Named object pointing entries:
#####

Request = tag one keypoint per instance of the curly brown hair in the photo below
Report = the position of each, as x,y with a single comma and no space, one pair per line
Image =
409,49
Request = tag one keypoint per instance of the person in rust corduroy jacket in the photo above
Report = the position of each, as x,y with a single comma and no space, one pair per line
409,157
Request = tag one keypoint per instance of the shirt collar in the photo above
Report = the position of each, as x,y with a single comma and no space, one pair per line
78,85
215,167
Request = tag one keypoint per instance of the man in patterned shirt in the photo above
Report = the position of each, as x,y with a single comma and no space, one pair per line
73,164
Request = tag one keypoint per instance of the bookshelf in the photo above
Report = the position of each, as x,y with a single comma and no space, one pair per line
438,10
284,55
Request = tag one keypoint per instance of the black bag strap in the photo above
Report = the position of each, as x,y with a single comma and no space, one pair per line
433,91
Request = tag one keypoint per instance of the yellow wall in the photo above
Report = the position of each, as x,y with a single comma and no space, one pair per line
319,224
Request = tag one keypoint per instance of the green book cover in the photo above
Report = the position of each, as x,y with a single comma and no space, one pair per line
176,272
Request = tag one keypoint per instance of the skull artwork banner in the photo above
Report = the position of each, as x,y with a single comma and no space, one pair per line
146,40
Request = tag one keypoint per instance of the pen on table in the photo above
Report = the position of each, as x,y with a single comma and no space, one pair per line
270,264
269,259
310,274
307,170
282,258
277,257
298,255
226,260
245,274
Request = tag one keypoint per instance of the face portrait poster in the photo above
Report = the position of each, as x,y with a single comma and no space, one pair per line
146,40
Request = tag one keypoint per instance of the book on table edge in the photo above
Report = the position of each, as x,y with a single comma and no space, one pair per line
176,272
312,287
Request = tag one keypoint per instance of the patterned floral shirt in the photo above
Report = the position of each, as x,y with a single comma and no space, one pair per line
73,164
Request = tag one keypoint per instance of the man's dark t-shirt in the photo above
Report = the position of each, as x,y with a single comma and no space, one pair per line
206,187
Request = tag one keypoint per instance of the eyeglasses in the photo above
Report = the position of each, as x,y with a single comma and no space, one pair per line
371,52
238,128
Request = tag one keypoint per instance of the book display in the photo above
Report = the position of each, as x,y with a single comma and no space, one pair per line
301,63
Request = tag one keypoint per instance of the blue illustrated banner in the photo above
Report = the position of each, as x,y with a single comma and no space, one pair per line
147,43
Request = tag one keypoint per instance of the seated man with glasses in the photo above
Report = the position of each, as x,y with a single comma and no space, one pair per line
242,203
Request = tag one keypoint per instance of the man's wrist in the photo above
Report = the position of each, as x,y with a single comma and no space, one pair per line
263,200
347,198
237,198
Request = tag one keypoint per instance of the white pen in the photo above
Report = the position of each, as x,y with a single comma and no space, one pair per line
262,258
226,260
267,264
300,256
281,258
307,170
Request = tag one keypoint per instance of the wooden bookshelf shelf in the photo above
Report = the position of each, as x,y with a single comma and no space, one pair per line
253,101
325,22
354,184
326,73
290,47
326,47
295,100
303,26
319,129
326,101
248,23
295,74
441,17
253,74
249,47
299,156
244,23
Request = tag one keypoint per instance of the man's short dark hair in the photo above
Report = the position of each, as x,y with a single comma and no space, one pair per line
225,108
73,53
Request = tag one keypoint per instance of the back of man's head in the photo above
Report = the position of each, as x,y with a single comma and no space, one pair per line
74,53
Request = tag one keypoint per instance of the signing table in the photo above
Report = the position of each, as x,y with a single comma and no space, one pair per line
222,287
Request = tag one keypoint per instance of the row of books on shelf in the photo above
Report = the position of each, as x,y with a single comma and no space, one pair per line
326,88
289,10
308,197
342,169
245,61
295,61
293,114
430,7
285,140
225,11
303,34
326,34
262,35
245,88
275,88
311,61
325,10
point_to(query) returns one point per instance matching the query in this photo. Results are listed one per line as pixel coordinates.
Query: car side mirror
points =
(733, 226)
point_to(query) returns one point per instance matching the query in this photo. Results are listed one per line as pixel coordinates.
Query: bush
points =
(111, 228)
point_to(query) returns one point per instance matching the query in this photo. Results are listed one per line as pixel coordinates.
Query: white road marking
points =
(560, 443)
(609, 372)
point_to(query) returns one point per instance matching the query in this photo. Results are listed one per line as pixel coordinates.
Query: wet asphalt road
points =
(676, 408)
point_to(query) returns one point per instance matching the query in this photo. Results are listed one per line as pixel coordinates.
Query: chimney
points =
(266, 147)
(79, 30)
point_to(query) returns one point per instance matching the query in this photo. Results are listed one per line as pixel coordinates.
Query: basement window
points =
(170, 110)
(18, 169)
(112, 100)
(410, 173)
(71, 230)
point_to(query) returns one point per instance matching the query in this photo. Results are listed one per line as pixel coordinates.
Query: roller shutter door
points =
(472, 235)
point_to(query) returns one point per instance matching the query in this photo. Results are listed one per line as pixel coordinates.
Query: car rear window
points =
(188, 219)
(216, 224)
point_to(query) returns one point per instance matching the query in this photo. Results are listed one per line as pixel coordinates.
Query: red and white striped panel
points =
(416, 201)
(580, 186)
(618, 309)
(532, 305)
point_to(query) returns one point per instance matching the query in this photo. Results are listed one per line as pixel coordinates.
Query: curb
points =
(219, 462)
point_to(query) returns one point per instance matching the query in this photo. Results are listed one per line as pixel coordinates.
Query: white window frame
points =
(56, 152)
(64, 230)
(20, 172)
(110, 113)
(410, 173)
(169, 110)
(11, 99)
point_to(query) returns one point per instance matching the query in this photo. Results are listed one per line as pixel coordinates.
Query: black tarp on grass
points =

#####

REQUIRED WORK: Output each entry precisely as given.

CORRECT OUTPUT:
Request = tag one keypoint per instance of the curly brown hair in the photo below
Report = the position of each, as x,y with a single comma and no space, one pair per line
Image =
409,49
Request = tag one keypoint per instance of the person in rust corduroy jacket in the photo above
Report = the position of each, as x,y with a single comma and no space, one pair per line
409,157
Request = tag one keypoint per instance of the shirt collar in the photo above
Report = the position of each, as x,y with a single comma and no space, one pair per line
78,85
215,167
Request = tag one keypoint per instance of the man in patterned shirt in the photo above
Report = the position of each, as x,y with a single comma and no space, one pair per line
73,164
Request = tag one keypoint per instance of the bookshelf in the photo above
Report = the position of each, as x,y with a single comma and no space, one pair per line
438,10
284,55
Request = tag one keypoint per instance of the black bag strap in the photo above
Report = the position of each, as x,y with a single comma and no space, one pair per line
433,91
Request = tag one keypoint per instance of the yellow wall in the photo above
Report = the position of each, as x,y with a single comma and no space, one pair per line
319,224
Request = tag one keypoint per instance of the green book cover in the photo above
Report = the position of each, as x,y with a single comma and no space, one pair per line
176,272
Request = tag one keypoint per instance of the skull artwork banner in the photo above
Report = the position of each, as x,y with a single comma and no space, one pair per line
146,40
Request = tag one keypoint per instance of the pen on table in the photo above
Report = the position of each, as x,y with a single comma and no space, one pair per line
270,264
269,259
310,274
307,170
282,258
277,257
298,255
226,260
245,274
Request = tag one keypoint per instance of the face portrait poster in the photo above
Report = the position of each, as x,y with a single comma and no space, one pair per line
146,40
Request = tag one keypoint per instance of the book on table edge in the photo above
Report = the position of each, as x,y with a single comma and no space, one pair per line
176,272
312,287
Request = tag one keypoint per instance of the patterned floral shirt in the photo above
Report = the position of each, as x,y with a single comma and no space, one pair per line
73,164
Request = tag one keypoint per instance of the man's dark t-shirt in the photo above
Report = the position of each, as x,y with a single comma and no space, one pair per line
206,187
Request = tag one keypoint per instance of the eyeglasses in the photo above
Report = the position of each, as x,y with a single comma and no space, one pair per line
371,52
238,128
Request = tag one keypoint per instance of the book display in the photo above
Report = the position of each, as x,y with a single comma and no space, one pair per line
301,63
Request = tag one keypoint per instance of the blue illustrated banner in the photo above
Report = the position of each, as x,y with a single comma and no space, one pair per line
147,43
Request = tag one keypoint per instance of the seated man with glasses in the photo above
Report = the position of each, as x,y with a single comma and no space, one pair per line
242,203
Request = tag one keypoint per instance of the man's wrist in the photo above
Report = the position of each, as x,y with a single comma and no space, one pair per line
263,200
347,198
237,198
Request = tag one keypoint per instance of the white pen in the photo above
Report = the position of each, as x,y with a single comma and no space, one pair per line
262,258
226,260
267,264
300,256
281,258
307,170
Request = tag one keypoint per instance of the wooden bookshelf shelf in the photo above
Report = the position of each, as x,y with a single comma and no space, one pair per line
253,101
325,22
354,184
326,73
290,47
326,47
295,100
303,26
319,129
326,101
248,23
295,74
441,17
253,74
249,47
299,156
244,23
Request = tag one keypoint per instance of the man's short dark hair in the photo above
Report = the position of each, as x,y with a single comma and no space, one pair per line
225,108
73,53
Request = tag one keypoint per instance of the back of man's head in the photo above
Report = the position of each, as x,y with a single comma and no space, one pair per line
74,53
Request = tag one keypoint per instance of the signing table in the photo above
Report = the position of each, as x,y with a single comma and no space, one pair per line
222,287
Request = tag one keypoint per instance of the row of books on shelf in the photo above
Report = the position of each, as x,y with a single comma and no space, one pair per line
326,88
289,10
308,197
342,169
245,61
295,61
293,114
430,7
285,140
225,11
303,34
326,34
262,35
245,88
275,88
311,61
325,10
point_to(query) returns one point per instance matching the query in this photo. Results are listed one per line as pixel coordinates.
Query: car side mirror
points =
(733, 226)
point_to(query) returns one point per instance matching the query in this photo. Results are listed one per line as pixel coordinates.
Query: bush
points =
(111, 228)
point_to(query) returns one point per instance matching the query in this photo. Results are listed one per line as pixel coordinates.
Query: white road marking
points =
(560, 443)
(609, 372)
point_to(query) returns one point per instance matching the query in this photo. Results are listed one per line as pixel coordinates.
Query: wet asphalt road
points =
(676, 408)
point_to(query) returns one point per instance matching the query in this photo. Results are listed one per line as pixel coordinates.
Query: chimney
points =
(266, 147)
(79, 30)
point_to(query) returns one point per instance matching the query in this photo. Results are listed one per line as pixel coordinates.
Query: basement window
points =
(170, 110)
(18, 169)
(112, 100)
(410, 173)
(71, 230)
point_to(query) returns one point per instance matching the query in this photo. Results are listed one per line as pixel coordinates.
Query: roller shutter door
points =
(472, 235)
point_to(query) returns one point per instance matching the query in this photo. Results are listed one per line as pixel coordinates.
Query: car rear window
points =
(188, 219)
(216, 224)
point_to(query) returns one point per instance matching the query in this photo. Results are listed one per line as pixel coordinates.
Query: red and white striped panel
points =
(416, 201)
(580, 186)
(618, 309)
(532, 305)
point_to(query) returns one point per instance matching the query in this photo. Results are listed one per line as pixel coordinates.
Query: curb
points =
(219, 462)
point_to(query) returns one point per instance matching the query in this photo. Results are listed one per line as pixel coordinates.
Query: white window frame
points =
(56, 152)
(64, 230)
(20, 172)
(110, 113)
(410, 173)
(169, 110)
(11, 99)
point_to(query) returns one point per instance matching the query in this photo. Results are listed one per line as pixel coordinates.
Query: black tarp on grass
points =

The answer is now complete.